Copy the data below verbatim, line for line, without altering any character.

(Records contained in a dataset)
** begin **

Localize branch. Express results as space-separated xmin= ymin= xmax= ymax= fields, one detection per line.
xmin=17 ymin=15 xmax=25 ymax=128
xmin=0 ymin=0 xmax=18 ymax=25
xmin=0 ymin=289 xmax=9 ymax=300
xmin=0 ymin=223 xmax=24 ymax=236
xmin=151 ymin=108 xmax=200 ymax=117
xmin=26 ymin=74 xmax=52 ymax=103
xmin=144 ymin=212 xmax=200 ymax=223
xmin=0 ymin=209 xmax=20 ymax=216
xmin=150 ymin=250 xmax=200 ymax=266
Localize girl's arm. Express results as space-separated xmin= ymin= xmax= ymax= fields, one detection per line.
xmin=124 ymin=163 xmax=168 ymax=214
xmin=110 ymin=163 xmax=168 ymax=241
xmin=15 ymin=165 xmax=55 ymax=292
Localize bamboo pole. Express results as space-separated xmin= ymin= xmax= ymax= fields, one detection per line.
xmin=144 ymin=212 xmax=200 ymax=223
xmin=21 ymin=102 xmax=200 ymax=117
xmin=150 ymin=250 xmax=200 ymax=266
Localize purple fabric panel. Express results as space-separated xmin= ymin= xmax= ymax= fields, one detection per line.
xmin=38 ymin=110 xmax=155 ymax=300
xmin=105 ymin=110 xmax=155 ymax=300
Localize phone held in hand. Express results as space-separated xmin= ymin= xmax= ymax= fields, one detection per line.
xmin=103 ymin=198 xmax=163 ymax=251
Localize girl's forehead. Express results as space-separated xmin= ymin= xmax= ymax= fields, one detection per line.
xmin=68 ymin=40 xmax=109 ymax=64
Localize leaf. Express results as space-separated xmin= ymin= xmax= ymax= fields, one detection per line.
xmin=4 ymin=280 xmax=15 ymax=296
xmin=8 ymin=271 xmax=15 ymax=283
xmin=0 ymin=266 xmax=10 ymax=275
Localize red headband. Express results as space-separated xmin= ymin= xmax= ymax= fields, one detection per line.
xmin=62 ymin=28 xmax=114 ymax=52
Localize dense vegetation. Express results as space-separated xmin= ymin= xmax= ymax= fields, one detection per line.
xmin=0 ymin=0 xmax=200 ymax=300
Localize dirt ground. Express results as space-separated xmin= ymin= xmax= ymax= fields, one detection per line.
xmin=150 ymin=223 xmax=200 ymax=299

** end **

### Result for this task
Localize branch. Express results as space-separated xmin= ymin= xmax= ymax= fields, one detection per line.
xmin=17 ymin=15 xmax=25 ymax=128
xmin=0 ymin=0 xmax=18 ymax=25
xmin=0 ymin=289 xmax=9 ymax=300
xmin=0 ymin=223 xmax=24 ymax=236
xmin=151 ymin=108 xmax=200 ymax=117
xmin=26 ymin=74 xmax=52 ymax=103
xmin=144 ymin=212 xmax=200 ymax=223
xmin=0 ymin=209 xmax=20 ymax=216
xmin=150 ymin=250 xmax=200 ymax=266
Localize girl's arm. Express results as space-separated xmin= ymin= xmax= ymax= fields, one detection per line.
xmin=124 ymin=163 xmax=168 ymax=214
xmin=110 ymin=163 xmax=168 ymax=241
xmin=15 ymin=165 xmax=55 ymax=292
Localize bamboo pole. Express results as space-separated xmin= ymin= xmax= ymax= fields, one detection per line.
xmin=144 ymin=212 xmax=200 ymax=223
xmin=21 ymin=102 xmax=200 ymax=117
xmin=150 ymin=250 xmax=200 ymax=266
Localize purple fabric panel. Express results as space-separated xmin= ymin= xmax= ymax= fields, one detection per line.
xmin=38 ymin=110 xmax=155 ymax=300
xmin=105 ymin=110 xmax=155 ymax=300
Localize phone held in hand. Express results as space-separated xmin= ymin= xmax= ymax= fields, one detection per line.
xmin=103 ymin=198 xmax=163 ymax=251
Localize girl's forehead. Express results as space-separated xmin= ymin= xmax= ymax= fields, one detection per line.
xmin=68 ymin=40 xmax=109 ymax=64
Localize leaf. Express results as space-separated xmin= ymin= xmax= ymax= fields, one detection per line.
xmin=4 ymin=280 xmax=15 ymax=296
xmin=8 ymin=271 xmax=15 ymax=283
xmin=0 ymin=266 xmax=10 ymax=275
Localize red headband. Express results as space-separated xmin= ymin= xmax= ymax= fields, one detection per line.
xmin=62 ymin=28 xmax=114 ymax=52
Localize dense vegetation. Express results as space-separated xmin= ymin= xmax= ymax= fields, one detection per line.
xmin=0 ymin=0 xmax=200 ymax=300
Localize dirt ground. Express results as space-separated xmin= ymin= xmax= ymax= fields, one detection per line.
xmin=150 ymin=223 xmax=200 ymax=299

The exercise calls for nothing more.